Print every line of the listing exactly, please.

◆ Supplied records ◆
************

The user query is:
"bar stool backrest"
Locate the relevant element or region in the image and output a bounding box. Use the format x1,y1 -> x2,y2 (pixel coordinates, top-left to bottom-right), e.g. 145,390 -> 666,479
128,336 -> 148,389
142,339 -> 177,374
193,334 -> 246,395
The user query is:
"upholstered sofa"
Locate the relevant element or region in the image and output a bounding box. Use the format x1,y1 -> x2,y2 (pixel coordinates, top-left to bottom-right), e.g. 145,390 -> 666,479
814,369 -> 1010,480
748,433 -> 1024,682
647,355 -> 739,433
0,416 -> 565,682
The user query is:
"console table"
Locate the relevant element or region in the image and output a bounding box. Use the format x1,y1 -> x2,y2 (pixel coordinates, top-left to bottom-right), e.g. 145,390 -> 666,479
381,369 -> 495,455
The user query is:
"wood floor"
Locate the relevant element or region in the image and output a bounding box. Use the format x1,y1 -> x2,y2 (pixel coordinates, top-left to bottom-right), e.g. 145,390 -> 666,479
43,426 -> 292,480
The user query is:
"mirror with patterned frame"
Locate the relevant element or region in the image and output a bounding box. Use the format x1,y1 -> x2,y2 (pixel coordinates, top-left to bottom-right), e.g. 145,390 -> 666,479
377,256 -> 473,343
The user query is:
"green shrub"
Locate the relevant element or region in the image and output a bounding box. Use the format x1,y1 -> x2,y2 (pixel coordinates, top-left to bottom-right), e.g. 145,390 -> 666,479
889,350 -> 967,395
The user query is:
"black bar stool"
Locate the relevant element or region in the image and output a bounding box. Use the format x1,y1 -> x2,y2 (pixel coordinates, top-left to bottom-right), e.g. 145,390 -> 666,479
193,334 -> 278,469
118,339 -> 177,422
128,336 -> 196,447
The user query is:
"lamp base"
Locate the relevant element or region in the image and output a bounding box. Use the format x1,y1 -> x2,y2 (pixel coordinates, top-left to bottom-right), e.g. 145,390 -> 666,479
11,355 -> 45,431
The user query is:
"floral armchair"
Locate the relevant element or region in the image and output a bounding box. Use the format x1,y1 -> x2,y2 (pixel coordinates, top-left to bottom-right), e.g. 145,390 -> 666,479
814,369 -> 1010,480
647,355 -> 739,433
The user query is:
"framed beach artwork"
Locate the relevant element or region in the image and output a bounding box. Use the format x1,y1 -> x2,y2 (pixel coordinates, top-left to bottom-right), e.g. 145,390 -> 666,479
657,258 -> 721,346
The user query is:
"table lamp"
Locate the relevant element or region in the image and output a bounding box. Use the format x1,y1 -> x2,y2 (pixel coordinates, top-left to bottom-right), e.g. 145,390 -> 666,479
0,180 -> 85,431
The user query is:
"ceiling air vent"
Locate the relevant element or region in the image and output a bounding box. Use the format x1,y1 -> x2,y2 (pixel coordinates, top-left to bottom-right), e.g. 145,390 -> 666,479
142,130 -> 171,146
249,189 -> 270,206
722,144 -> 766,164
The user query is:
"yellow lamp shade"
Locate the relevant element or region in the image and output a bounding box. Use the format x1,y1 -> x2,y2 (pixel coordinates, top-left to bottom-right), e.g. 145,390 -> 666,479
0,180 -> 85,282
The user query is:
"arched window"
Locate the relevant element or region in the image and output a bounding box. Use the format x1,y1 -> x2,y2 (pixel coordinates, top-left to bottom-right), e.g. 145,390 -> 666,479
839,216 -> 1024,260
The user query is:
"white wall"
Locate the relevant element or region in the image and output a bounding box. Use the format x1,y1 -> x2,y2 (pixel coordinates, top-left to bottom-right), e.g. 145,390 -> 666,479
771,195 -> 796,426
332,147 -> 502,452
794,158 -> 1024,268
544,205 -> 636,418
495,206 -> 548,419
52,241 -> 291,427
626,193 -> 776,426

************

◆ Correct result ◆
The user query is:
"bar stool backrest"
Locate the relevant element or region in the image and output a bounding box. Use the format x1,y1 -> x2,y2 (pixel coordinates, top-left to bottom-right), e.g. 145,390 -> 666,479
128,336 -> 148,389
142,339 -> 177,374
193,334 -> 246,395
The user query is:
"upholstered sofa"
Locate the relevant element or region in the image and output a bounding box. Use the format x1,y1 -> x2,y2 (pixel coordinates, top-left to bottom-right), e.g. 145,390 -> 666,479
814,369 -> 1010,480
748,433 -> 1024,682
647,355 -> 739,433
0,416 -> 565,682
The user query is:
"console table"
Locate the relevant element or region in the image and output a bounding box. Use the format x1,y1 -> x2,y2 (pixel coordinates, top-left to bottom-right), e.g. 145,390 -> 666,479
381,369 -> 495,455
The user query is:
"wood floor"
Locate the relevant element or region in the image and output a bounding box. Use the format x1,y1 -> x2,y2 (pixel coordinates, top-left to bottom-right), e.g. 145,390 -> 666,479
43,426 -> 292,480
The user query is:
"mirror with patterned frame"
Locate the relevant element or region in the image and output a bounding box. Use the format x1,y1 -> x2,y2 (pixel coordinates, top-left to bottom-right), e.g. 145,390 -> 666,479
377,256 -> 473,343
The user query is:
"green shrub"
Locate the relevant element or region in the image and output a bounding box. Use the format x1,y1 -> x2,y2 (pixel coordinates, top-left to bottom-right), e.g. 145,390 -> 666,479
889,350 -> 967,395
The user query is:
"black bar stool"
Locate the relevant element or region in the image and output a bounding box. Use the format x1,y1 -> x2,y2 (pixel coordinates, top-left to bottom-right), e.g. 145,390 -> 666,479
193,334 -> 278,469
118,339 -> 177,422
128,336 -> 196,447
The user query is:
"lamp base"
Locate the relevant element or region in the image and output a bounding box. Use the format x1,y1 -> x2,y2 (pixel coordinates, top-left to bottom-right), e.g. 145,390 -> 666,479
11,355 -> 45,431
The user query is:
"floral armchair"
Locate the relevant element or region in the image and output a bounding box. Use the format x1,y1 -> x2,y2 (pixel coordinates, top-left to bottom-right), e.g. 145,390 -> 666,479
814,369 -> 1010,480
647,355 -> 739,433
The user query is:
"framed beach artwork"
Locate the relevant element or region in the image and output a bounding box. Use the format x1,y1 -> x2,y2 (pixel coordinates, top-left to bottom-right), e.g. 145,390 -> 666,479
657,258 -> 721,346
The user query is:
"table lamp"
Locate the relevant element or region in the image and output a bounding box. Use the format x1,y1 -> x2,y2 (pixel coordinates, top-left to bottom-right), e.g. 145,390 -> 666,479
0,180 -> 85,431
The user query is:
"ceiling air vent"
Locate the relevant element or region in the image and output a bounding box. Use the format x1,y1 -> x2,y2 (pixel coordinates, top-left to bottom-right), e.g. 145,390 -> 666,479
142,130 -> 171,146
249,189 -> 270,206
722,144 -> 766,164
The user query is:
"yellow lamp shade"
Locate the relevant element or region in the image and output a bounding box. Use the format x1,y1 -> x2,y2 (pixel coordinates, top-left to bottom-right), e.g. 145,390 -> 666,479
0,180 -> 85,282
The user query is:
"arched window"
Locate the relevant element or region in the image and output a bounding box. Use the format x1,y1 -> x2,y2 (pixel coordinates, top-left to bottom-right), e.g. 145,390 -> 666,479
839,216 -> 1024,260
The user query is:
"white wall"
Locate the relevant element or region in the image and output a bounding box. Use the format x1,y1 -> x2,y2 (pixel coordinates, top-left to bottom-right), e.g. 145,390 -> 666,479
771,195 -> 796,426
332,147 -> 502,452
794,158 -> 1024,268
544,205 -> 636,418
495,206 -> 548,419
52,241 -> 291,427
626,193 -> 776,426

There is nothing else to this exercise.